* _What is needed_
Can you copy out all of the data below word for word, omitting the pictures?

[start of Data shown]

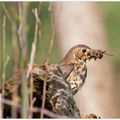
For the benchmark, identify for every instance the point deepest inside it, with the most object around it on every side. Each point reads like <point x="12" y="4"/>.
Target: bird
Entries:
<point x="77" y="57"/>
<point x="72" y="67"/>
<point x="64" y="79"/>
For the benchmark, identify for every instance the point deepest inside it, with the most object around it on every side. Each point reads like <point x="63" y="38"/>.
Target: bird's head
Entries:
<point x="82" y="53"/>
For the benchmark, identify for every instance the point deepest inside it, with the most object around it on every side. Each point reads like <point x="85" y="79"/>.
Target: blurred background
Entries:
<point x="96" y="24"/>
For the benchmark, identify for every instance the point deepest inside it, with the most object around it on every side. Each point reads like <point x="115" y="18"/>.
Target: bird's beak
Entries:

[end of Data shown]

* _Task answer_
For the benchmark, identify for every instance the point deepest inside it, with the most object around it on every side. Each point reads like <point x="12" y="4"/>.
Target: bird
Entries:
<point x="77" y="57"/>
<point x="72" y="67"/>
<point x="64" y="79"/>
For the benchmark, identify for every instance the point deepest inside it, with the most object around it on every side. Each point reads like <point x="63" y="38"/>.
Target: bird's head
Entries:
<point x="82" y="53"/>
For the benchmark, identify for every instance the point deepest inside it, with the most object around it on every side. Each point reads like <point x="85" y="79"/>.
Target: blurred background
Entries:
<point x="96" y="24"/>
For the benchmark, identify for every instance the point deepest inside it, with the most object around it on every side. Each point reads like <point x="115" y="18"/>.
Target: bird's beak
Entries:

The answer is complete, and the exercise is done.